>>>
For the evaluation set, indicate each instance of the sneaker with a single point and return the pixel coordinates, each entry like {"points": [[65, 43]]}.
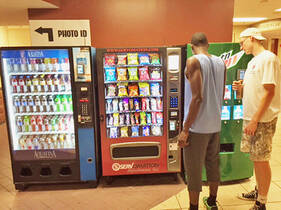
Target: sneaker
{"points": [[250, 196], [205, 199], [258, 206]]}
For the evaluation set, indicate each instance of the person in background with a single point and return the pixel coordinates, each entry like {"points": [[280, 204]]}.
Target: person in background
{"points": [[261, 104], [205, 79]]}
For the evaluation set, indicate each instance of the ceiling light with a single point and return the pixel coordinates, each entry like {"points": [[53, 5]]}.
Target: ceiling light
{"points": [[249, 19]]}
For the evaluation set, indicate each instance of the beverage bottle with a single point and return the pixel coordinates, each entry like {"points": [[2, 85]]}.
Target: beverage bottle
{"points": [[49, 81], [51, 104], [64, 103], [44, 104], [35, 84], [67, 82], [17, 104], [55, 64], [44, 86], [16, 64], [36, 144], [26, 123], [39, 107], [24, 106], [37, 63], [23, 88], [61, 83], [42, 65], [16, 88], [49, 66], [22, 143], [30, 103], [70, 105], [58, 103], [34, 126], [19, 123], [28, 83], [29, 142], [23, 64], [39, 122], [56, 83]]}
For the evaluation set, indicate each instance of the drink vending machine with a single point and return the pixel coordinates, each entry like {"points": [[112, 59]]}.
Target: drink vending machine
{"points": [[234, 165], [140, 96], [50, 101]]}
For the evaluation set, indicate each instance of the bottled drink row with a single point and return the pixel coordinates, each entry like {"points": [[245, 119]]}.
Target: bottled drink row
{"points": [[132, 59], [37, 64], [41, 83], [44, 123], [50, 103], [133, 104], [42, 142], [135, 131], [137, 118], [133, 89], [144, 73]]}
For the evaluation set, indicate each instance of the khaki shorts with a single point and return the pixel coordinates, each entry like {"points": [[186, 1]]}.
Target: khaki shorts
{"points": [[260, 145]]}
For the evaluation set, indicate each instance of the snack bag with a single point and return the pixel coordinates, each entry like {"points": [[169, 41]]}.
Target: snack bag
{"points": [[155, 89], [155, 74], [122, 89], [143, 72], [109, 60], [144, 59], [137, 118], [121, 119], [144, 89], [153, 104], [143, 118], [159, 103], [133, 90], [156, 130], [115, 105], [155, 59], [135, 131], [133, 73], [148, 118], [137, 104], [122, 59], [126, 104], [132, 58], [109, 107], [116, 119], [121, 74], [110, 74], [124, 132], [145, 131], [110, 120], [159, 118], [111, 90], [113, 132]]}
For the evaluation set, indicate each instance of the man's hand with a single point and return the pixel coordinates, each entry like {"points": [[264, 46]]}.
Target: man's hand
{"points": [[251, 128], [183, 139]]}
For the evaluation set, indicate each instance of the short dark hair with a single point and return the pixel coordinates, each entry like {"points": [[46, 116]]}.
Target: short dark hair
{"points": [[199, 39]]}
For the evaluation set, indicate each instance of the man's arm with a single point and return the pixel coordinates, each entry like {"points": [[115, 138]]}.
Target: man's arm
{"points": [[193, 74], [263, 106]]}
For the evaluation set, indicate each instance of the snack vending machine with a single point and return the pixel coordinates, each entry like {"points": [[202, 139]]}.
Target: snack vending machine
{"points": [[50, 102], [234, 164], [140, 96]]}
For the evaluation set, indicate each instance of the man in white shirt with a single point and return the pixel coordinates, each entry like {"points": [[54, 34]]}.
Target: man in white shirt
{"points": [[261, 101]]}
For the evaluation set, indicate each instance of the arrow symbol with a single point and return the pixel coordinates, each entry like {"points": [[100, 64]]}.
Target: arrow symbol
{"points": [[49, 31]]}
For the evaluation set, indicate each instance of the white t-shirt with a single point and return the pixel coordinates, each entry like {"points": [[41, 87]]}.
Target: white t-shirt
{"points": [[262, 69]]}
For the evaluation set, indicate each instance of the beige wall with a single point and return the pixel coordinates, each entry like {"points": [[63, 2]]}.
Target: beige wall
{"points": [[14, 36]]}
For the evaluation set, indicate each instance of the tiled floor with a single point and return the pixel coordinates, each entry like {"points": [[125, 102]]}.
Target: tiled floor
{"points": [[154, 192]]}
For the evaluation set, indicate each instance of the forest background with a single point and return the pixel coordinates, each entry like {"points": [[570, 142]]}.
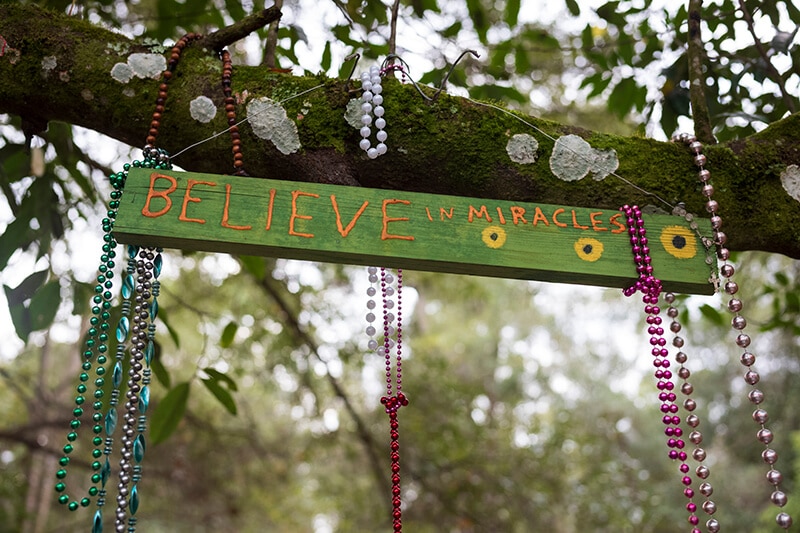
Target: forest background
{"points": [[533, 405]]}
<<<
>>>
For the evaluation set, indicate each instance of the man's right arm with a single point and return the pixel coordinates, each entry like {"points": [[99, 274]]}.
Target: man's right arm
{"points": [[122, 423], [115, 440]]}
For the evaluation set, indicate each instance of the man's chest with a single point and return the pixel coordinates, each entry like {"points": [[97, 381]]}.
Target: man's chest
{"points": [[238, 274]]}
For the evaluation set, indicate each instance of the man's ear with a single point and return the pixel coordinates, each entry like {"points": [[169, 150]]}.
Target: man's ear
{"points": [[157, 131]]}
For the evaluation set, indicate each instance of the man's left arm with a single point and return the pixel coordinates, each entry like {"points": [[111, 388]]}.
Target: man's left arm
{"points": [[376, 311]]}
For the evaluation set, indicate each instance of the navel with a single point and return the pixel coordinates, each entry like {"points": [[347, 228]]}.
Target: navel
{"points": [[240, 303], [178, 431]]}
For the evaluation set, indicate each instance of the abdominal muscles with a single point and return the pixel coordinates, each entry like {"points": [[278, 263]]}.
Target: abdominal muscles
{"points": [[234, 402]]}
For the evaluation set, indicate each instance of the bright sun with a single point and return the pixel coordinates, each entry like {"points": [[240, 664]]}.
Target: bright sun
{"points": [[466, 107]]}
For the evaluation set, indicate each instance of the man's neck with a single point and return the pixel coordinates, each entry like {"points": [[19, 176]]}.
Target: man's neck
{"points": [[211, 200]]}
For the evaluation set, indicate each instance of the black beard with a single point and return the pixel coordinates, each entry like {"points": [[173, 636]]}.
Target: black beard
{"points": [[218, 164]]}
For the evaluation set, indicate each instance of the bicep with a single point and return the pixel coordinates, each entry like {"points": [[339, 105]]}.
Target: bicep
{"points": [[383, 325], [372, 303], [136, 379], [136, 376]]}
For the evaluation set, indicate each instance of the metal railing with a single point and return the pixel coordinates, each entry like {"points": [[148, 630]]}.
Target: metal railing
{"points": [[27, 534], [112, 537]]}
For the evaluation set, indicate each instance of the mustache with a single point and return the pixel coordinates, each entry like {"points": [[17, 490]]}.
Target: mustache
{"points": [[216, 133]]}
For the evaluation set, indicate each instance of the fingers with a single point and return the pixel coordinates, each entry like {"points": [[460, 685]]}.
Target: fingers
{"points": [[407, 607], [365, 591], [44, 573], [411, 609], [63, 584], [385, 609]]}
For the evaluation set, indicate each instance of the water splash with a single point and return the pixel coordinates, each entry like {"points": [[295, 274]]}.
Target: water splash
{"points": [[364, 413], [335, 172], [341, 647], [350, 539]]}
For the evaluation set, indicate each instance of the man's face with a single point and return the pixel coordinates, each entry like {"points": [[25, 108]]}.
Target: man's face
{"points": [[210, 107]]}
<<<
• _Objective_: Gather every line from the records that contains the string "hair", treating uppercase and lowercase letters as distinct.

• _Written answer_:
For the evaluation set, indicate each instance of the short dark hair with a single point and return the pixel coordinates, each entry like {"points": [[46, 116]]}.
Target: short dark hair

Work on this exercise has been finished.